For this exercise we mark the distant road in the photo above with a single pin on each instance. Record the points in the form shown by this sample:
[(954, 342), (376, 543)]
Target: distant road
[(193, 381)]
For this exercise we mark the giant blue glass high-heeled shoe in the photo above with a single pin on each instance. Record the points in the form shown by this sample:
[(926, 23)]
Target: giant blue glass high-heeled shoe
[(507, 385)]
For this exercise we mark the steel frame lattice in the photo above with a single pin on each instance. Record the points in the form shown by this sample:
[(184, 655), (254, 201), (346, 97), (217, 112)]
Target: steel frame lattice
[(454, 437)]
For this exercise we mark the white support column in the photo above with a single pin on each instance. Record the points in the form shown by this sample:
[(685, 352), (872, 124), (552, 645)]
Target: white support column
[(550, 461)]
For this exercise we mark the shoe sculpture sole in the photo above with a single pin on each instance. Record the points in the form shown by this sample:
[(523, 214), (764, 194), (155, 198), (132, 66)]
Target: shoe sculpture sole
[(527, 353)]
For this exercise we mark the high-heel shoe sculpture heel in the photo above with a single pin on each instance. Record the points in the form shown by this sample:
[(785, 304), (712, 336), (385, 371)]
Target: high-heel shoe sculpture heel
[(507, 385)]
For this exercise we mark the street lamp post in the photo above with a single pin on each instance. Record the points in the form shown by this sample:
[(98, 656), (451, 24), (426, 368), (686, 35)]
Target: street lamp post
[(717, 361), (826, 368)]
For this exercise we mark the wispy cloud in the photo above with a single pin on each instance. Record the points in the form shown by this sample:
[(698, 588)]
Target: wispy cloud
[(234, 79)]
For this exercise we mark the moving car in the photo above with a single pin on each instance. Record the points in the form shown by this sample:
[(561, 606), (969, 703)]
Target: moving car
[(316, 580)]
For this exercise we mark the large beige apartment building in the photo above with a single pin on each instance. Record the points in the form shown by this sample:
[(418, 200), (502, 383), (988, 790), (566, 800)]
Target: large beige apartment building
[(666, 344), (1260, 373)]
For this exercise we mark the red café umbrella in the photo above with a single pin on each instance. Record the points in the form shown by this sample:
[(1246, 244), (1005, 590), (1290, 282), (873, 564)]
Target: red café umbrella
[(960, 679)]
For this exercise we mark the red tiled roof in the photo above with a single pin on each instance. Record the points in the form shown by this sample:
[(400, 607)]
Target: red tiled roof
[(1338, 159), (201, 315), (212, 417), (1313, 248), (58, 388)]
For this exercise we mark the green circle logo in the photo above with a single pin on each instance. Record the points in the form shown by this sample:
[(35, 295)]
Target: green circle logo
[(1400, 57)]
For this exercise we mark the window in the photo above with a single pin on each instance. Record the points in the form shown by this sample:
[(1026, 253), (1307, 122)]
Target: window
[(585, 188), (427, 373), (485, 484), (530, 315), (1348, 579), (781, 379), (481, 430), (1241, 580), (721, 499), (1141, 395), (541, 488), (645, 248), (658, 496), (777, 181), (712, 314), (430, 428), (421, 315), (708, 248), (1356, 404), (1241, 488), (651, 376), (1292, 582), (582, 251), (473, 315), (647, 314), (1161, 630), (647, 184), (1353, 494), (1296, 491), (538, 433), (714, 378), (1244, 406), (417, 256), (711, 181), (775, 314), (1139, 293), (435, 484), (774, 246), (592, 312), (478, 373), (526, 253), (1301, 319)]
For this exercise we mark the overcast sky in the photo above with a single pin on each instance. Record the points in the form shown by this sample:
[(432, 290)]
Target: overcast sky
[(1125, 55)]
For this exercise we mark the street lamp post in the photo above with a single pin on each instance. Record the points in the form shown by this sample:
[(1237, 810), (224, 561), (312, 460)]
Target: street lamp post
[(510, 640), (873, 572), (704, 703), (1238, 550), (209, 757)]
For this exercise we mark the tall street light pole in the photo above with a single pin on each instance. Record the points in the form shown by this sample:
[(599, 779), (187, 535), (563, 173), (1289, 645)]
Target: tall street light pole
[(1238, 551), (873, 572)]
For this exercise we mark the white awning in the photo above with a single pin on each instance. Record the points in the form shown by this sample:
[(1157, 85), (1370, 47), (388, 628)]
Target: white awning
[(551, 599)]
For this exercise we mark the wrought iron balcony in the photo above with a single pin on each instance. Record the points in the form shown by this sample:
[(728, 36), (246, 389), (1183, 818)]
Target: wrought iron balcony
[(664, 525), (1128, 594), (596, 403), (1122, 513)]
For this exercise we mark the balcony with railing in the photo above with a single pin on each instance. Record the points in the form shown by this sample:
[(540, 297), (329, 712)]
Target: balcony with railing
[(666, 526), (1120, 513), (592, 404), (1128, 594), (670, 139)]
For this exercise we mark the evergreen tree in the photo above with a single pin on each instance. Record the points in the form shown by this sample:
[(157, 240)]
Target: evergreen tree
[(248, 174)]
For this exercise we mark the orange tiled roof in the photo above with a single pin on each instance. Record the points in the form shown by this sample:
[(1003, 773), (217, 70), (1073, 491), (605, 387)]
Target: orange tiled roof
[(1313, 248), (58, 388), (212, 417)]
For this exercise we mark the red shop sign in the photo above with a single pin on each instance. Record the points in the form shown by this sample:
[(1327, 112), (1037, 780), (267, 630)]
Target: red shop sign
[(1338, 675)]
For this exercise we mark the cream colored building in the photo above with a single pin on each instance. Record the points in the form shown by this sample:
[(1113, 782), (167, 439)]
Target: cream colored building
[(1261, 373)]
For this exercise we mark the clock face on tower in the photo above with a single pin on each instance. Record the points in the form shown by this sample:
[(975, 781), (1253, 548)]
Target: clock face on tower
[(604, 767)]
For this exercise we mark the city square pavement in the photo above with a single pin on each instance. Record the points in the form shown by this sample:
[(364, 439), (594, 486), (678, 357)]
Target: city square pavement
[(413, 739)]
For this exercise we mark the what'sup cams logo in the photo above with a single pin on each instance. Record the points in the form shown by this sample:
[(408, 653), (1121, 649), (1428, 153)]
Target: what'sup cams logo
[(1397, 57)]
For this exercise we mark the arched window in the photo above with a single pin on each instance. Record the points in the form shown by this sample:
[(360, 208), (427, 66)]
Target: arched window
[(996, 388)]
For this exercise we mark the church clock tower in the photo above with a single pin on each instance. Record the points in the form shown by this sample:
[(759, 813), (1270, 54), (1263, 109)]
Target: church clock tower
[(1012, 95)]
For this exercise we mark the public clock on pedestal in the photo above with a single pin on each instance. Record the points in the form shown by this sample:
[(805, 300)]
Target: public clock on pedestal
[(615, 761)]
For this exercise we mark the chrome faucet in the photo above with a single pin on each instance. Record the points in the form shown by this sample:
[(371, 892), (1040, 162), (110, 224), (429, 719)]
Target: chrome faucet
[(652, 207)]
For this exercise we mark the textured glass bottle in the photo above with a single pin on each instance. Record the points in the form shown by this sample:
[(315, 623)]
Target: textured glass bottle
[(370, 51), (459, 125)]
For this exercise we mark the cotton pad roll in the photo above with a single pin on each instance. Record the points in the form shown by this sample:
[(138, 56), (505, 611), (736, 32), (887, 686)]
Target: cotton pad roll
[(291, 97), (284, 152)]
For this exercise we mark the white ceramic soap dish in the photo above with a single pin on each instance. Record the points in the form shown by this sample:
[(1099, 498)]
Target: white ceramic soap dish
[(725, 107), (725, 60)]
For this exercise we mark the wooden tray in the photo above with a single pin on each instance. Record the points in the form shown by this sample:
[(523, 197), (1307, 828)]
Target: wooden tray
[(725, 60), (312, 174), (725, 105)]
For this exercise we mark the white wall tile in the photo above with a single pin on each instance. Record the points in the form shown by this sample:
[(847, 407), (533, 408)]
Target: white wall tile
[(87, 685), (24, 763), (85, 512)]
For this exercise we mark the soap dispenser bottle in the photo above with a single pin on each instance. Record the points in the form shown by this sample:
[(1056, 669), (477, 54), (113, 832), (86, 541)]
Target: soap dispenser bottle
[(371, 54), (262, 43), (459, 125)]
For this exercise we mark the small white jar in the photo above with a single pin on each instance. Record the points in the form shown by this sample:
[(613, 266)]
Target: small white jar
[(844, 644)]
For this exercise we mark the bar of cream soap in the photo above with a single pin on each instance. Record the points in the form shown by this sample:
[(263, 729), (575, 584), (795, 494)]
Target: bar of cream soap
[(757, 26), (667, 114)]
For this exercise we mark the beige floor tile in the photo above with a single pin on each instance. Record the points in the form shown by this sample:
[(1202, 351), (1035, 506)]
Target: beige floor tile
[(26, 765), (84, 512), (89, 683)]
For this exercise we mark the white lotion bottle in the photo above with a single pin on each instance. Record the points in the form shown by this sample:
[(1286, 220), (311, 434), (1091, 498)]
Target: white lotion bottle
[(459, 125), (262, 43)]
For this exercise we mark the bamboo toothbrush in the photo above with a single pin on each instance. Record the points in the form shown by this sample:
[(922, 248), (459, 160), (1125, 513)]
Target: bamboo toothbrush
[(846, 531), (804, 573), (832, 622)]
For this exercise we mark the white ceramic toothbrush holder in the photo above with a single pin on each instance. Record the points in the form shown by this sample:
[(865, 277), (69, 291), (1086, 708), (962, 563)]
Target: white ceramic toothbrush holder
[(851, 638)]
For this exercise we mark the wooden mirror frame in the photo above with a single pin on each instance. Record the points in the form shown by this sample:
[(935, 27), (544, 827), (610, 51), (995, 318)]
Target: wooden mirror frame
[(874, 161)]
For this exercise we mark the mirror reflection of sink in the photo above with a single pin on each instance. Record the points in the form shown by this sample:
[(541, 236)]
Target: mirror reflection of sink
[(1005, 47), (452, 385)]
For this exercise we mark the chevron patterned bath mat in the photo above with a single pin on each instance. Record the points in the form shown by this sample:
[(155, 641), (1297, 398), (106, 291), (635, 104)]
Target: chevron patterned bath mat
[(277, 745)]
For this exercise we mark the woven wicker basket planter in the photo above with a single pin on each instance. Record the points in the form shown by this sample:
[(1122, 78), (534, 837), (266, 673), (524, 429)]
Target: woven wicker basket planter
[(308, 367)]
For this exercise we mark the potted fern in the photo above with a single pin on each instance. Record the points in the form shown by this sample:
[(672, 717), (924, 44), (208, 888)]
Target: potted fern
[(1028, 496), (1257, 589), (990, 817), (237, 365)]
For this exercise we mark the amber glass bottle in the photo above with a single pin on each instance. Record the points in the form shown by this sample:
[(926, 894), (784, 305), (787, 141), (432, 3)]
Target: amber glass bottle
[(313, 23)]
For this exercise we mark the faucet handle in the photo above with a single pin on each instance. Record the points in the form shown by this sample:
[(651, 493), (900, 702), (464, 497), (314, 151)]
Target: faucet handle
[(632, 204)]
● ● ● ●
Could you put the lines of the listing above, from the line containing "For this exercise we mark the steel" through the line containing "[(454, 437)]", both included, into a numbered list with blank lines left out?

1. For this exercise we mark the steel frame lattice in the photo above with a single pin on each instance. Record the points in the form shown by this sample:
2. [(184, 655), (254, 201), (346, 97), (217, 112)]
3. Target: steel frame lattice
4. [(454, 437)]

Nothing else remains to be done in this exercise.